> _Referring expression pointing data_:

'''

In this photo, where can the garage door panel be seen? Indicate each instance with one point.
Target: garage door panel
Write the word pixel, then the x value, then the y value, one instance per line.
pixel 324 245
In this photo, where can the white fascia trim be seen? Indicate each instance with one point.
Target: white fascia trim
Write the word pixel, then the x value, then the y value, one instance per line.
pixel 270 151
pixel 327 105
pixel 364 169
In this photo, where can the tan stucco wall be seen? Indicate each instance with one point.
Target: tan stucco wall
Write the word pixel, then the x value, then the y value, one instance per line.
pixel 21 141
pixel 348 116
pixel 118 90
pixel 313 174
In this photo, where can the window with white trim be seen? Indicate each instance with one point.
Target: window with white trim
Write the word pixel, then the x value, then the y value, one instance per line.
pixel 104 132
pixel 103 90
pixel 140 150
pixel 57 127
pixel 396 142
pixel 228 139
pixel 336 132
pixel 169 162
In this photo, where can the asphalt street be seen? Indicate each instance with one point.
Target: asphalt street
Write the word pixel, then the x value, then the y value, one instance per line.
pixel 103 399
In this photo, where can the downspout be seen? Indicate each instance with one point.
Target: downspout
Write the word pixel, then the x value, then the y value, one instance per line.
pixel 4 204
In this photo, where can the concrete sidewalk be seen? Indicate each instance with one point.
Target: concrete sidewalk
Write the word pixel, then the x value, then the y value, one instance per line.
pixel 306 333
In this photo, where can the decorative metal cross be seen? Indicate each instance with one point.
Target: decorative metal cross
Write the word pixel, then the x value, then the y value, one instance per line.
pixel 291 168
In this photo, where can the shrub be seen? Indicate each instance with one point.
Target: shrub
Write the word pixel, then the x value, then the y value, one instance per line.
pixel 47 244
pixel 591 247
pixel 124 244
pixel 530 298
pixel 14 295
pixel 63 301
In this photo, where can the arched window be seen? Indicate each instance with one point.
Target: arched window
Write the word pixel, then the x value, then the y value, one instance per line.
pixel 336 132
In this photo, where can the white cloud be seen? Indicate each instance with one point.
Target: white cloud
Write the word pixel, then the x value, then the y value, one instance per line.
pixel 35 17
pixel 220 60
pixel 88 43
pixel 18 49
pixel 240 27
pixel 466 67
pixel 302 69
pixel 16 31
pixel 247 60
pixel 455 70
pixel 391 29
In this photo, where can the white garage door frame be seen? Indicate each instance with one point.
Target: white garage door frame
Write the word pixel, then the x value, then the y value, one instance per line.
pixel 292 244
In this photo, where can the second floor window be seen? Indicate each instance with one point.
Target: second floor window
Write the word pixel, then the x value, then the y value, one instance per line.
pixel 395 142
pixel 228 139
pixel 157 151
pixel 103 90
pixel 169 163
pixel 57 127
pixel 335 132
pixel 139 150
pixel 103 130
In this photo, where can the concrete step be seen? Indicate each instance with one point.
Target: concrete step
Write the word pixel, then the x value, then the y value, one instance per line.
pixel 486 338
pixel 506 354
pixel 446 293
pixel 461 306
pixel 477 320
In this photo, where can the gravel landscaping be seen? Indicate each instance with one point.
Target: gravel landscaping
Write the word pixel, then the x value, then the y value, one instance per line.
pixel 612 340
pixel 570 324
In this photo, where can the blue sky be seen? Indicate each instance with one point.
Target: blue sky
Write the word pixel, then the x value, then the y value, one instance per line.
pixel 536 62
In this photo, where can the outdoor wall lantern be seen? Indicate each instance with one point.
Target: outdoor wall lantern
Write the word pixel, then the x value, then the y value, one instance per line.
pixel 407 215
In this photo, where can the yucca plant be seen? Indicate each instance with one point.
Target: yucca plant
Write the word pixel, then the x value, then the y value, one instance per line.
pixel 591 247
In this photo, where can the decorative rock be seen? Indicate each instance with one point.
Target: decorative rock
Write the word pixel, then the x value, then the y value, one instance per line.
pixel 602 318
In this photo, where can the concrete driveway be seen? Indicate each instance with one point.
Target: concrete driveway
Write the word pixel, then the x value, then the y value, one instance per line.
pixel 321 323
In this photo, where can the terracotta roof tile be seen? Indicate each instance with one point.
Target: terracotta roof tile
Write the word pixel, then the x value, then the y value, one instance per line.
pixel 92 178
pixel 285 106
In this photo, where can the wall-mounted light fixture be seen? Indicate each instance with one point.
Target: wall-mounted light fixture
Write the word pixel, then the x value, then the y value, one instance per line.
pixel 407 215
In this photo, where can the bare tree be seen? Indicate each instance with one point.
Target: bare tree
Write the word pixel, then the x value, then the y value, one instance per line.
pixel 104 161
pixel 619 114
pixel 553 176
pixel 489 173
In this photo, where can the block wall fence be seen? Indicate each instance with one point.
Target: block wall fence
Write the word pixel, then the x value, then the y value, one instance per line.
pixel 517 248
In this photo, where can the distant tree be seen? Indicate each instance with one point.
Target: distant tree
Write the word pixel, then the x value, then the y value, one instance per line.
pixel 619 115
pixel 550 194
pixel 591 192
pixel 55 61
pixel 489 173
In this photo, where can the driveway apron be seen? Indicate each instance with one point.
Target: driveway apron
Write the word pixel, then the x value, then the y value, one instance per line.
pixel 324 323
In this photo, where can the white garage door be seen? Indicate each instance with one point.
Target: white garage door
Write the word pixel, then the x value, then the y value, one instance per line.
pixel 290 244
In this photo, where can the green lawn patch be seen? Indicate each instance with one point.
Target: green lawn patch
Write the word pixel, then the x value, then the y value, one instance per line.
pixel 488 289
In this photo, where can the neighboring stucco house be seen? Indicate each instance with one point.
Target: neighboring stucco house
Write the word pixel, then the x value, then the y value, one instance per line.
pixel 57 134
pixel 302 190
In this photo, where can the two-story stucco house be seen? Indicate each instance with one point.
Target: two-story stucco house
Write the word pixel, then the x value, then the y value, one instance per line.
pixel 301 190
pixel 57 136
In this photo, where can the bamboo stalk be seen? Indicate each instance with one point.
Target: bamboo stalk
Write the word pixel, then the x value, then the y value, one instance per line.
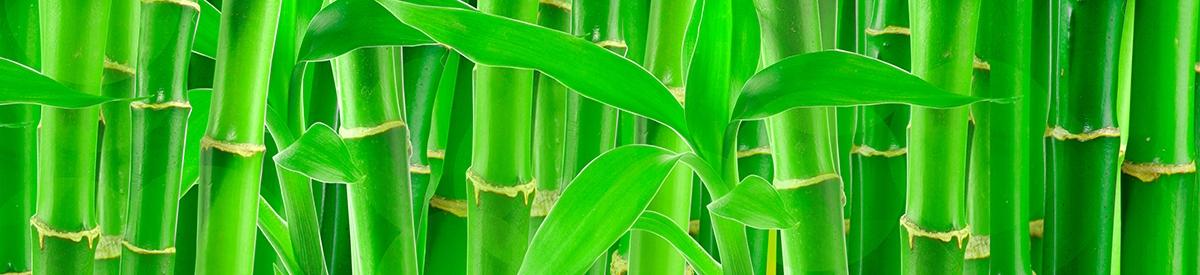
pixel 160 126
pixel 934 226
pixel 232 150
pixel 1159 167
pixel 73 39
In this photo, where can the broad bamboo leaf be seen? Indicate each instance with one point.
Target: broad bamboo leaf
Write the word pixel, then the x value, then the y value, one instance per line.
pixel 756 204
pixel 663 226
pixel 21 84
pixel 593 71
pixel 597 208
pixel 835 78
pixel 322 155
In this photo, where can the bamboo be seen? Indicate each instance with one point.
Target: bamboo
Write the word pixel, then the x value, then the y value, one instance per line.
pixel 1086 137
pixel 232 150
pixel 73 39
pixel 1159 167
pixel 934 226
pixel 881 149
pixel 804 149
pixel 160 127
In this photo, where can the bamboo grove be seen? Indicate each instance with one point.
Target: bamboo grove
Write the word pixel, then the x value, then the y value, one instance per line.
pixel 599 137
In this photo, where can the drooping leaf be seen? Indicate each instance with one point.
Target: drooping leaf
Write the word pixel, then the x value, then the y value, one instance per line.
pixel 593 71
pixel 663 226
pixel 756 204
pixel 322 155
pixel 21 84
pixel 597 208
pixel 835 78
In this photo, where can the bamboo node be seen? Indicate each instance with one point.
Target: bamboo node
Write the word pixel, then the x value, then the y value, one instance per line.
pixel 454 207
pixel 45 229
pixel 889 30
pixel 543 202
pixel 108 247
pixel 1059 132
pixel 192 5
pixel 1037 227
pixel 241 149
pixel 945 237
pixel 803 183
pixel 147 251
pixel 361 132
pixel 159 106
pixel 868 151
pixel 754 151
pixel 978 247
pixel 505 190
pixel 1150 172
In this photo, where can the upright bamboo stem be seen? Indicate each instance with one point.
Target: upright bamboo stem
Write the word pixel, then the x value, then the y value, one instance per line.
pixel 1159 167
pixel 232 149
pixel 934 226
pixel 73 39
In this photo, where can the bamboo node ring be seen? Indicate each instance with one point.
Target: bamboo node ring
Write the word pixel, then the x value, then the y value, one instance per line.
pixel 454 207
pixel 361 132
pixel 945 237
pixel 978 247
pixel 45 229
pixel 1150 172
pixel 241 149
pixel 505 190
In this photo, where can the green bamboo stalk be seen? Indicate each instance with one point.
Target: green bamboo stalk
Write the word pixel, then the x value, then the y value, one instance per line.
pixel 664 58
pixel 1085 137
pixel 112 190
pixel 232 149
pixel 73 39
pixel 804 149
pixel 935 228
pixel 881 148
pixel 19 40
pixel 383 235
pixel 160 127
pixel 1159 167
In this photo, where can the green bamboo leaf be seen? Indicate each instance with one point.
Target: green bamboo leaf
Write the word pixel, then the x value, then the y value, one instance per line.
pixel 756 204
pixel 663 226
pixel 593 71
pixel 21 84
pixel 835 78
pixel 597 208
pixel 322 155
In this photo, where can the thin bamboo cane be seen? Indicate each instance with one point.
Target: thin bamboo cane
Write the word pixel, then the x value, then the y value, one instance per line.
pixel 73 39
pixel 160 126
pixel 1158 174
pixel 232 149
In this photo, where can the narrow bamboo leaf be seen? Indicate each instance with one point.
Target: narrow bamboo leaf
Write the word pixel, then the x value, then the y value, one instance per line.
pixel 835 78
pixel 597 208
pixel 663 226
pixel 756 204
pixel 593 71
pixel 321 155
pixel 21 84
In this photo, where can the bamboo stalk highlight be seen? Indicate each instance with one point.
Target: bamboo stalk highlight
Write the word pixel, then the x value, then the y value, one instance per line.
pixel 232 149
pixel 934 228
pixel 1158 174
pixel 64 231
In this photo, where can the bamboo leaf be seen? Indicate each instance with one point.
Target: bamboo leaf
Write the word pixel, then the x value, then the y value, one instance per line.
pixel 593 71
pixel 755 203
pixel 835 78
pixel 597 208
pixel 322 155
pixel 21 84
pixel 663 226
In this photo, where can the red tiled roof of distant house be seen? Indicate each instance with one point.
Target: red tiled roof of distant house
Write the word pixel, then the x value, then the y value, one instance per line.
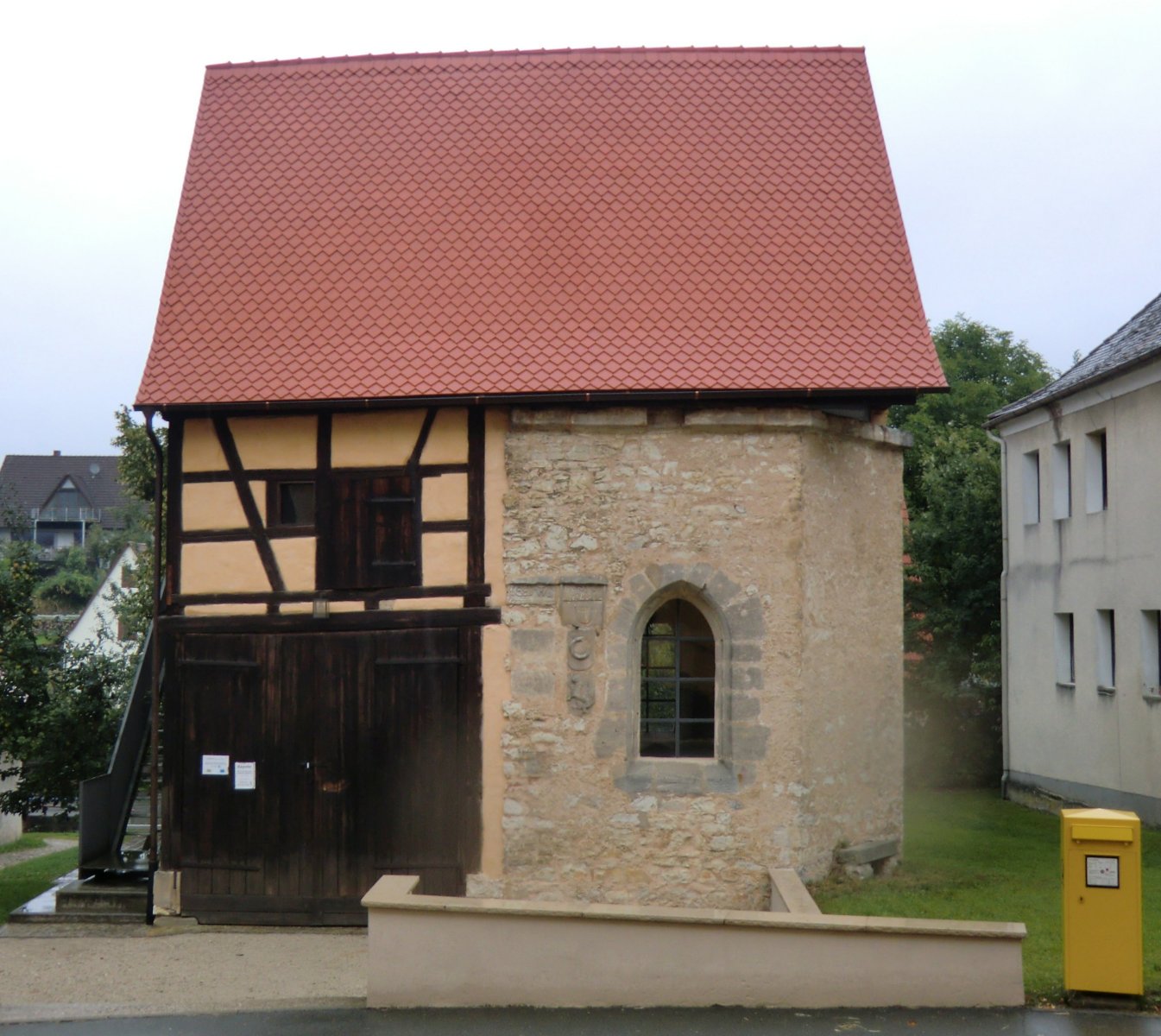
pixel 495 224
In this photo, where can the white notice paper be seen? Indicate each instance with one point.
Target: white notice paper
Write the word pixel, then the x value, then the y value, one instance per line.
pixel 245 776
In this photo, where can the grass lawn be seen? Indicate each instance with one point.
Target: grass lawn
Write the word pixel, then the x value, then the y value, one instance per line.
pixel 21 881
pixel 34 840
pixel 971 856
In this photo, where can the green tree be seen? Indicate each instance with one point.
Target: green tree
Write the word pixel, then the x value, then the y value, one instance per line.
pixel 26 663
pixel 136 470
pixel 60 705
pixel 951 478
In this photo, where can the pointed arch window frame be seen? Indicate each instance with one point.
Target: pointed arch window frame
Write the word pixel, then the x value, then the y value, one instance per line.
pixel 676 675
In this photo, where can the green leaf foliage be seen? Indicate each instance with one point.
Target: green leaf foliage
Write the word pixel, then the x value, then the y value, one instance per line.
pixel 951 478
pixel 60 704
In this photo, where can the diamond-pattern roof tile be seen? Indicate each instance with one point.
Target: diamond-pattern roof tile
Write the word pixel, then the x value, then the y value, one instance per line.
pixel 538 223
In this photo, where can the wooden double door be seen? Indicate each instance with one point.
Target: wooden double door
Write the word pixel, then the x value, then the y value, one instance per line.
pixel 300 768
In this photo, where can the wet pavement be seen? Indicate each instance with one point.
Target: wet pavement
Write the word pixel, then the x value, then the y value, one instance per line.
pixel 611 1022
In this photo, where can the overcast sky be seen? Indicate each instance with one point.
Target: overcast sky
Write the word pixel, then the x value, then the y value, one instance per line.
pixel 1025 140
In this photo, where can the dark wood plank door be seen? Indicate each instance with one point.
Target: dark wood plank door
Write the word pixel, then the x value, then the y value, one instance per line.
pixel 423 805
pixel 219 715
pixel 367 755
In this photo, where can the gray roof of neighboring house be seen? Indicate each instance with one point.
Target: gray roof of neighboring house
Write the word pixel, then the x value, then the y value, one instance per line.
pixel 30 480
pixel 1136 342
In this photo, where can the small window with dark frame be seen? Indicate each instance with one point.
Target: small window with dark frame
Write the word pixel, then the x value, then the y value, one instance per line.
pixel 293 504
pixel 677 683
pixel 374 539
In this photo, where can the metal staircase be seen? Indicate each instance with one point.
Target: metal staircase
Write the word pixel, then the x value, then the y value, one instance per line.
pixel 114 806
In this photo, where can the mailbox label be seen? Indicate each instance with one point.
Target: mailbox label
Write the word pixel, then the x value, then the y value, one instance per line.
pixel 1102 871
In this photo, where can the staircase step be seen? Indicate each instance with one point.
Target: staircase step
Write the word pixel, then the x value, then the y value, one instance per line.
pixel 103 895
pixel 43 908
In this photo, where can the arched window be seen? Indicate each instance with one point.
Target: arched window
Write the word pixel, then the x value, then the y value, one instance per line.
pixel 677 683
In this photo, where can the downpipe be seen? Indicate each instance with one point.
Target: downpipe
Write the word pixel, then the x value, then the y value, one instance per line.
pixel 155 665
pixel 1003 608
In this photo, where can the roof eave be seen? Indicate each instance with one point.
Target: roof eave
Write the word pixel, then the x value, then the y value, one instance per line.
pixel 882 396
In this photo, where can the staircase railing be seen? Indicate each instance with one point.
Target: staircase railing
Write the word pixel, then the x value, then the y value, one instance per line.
pixel 107 800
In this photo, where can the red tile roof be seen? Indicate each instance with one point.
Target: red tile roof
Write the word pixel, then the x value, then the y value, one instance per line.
pixel 538 222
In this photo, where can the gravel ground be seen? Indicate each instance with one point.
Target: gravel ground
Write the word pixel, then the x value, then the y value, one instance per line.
pixel 73 971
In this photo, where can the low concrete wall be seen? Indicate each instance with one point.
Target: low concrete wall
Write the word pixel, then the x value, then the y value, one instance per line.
pixel 445 951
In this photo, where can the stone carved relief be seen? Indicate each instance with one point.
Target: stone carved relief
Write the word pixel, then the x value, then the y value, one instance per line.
pixel 582 609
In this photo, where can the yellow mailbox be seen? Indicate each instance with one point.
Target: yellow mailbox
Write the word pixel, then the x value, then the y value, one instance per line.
pixel 1101 853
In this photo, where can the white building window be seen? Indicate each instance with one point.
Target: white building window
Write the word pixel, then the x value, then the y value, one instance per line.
pixel 1063 480
pixel 1096 471
pixel 1106 651
pixel 1066 649
pixel 1032 487
pixel 1151 652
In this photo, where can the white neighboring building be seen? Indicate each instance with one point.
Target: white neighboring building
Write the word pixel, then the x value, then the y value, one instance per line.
pixel 1082 578
pixel 98 613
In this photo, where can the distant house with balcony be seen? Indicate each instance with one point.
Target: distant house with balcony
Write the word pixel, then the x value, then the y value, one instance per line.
pixel 57 500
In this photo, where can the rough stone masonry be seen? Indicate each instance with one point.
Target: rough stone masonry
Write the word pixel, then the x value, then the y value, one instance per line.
pixel 784 527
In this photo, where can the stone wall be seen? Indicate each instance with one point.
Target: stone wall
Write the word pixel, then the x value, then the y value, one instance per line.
pixel 606 515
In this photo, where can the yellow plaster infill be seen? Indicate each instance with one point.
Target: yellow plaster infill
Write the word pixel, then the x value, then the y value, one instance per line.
pixel 216 505
pixel 421 604
pixel 497 689
pixel 446 498
pixel 445 559
pixel 222 568
pixel 447 444
pixel 200 450
pixel 374 440
pixel 211 505
pixel 295 557
pixel 276 441
pixel 225 610
pixel 495 426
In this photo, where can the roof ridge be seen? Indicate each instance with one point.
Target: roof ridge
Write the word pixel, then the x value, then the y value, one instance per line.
pixel 565 51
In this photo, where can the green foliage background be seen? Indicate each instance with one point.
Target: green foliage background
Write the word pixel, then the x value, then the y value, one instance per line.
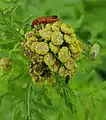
pixel 19 98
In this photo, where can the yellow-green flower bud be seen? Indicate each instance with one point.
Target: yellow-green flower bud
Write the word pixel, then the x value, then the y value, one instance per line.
pixel 30 41
pixel 40 48
pixel 70 64
pixel 57 38
pixel 64 54
pixel 54 48
pixel 67 29
pixel 49 59
pixel 76 47
pixel 45 34
pixel 56 26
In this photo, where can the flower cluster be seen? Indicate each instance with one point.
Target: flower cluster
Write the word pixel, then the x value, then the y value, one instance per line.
pixel 52 49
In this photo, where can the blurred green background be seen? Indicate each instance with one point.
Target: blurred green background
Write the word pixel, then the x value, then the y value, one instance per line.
pixel 88 18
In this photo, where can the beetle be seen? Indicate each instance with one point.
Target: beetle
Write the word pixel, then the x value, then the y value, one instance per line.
pixel 45 20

'''

> _Exercise brief_:
Your task is to retype the entries verbatim, starting with the line that holds "In this photo, where can the stone wall" and stopping after the line that holds "Target: yellow plaster infill".

> _Worked solution_:
In this photo, where can the stone wall be seen? Indicate each instance with one point.
Target: stone wall
Write the word pixel, then the x value, then the y value, one instance per line.
pixel 606 515
In this photo, where can the yellow plaster infill be seen? Indicate each instance with one point.
Target: yellow plaster infill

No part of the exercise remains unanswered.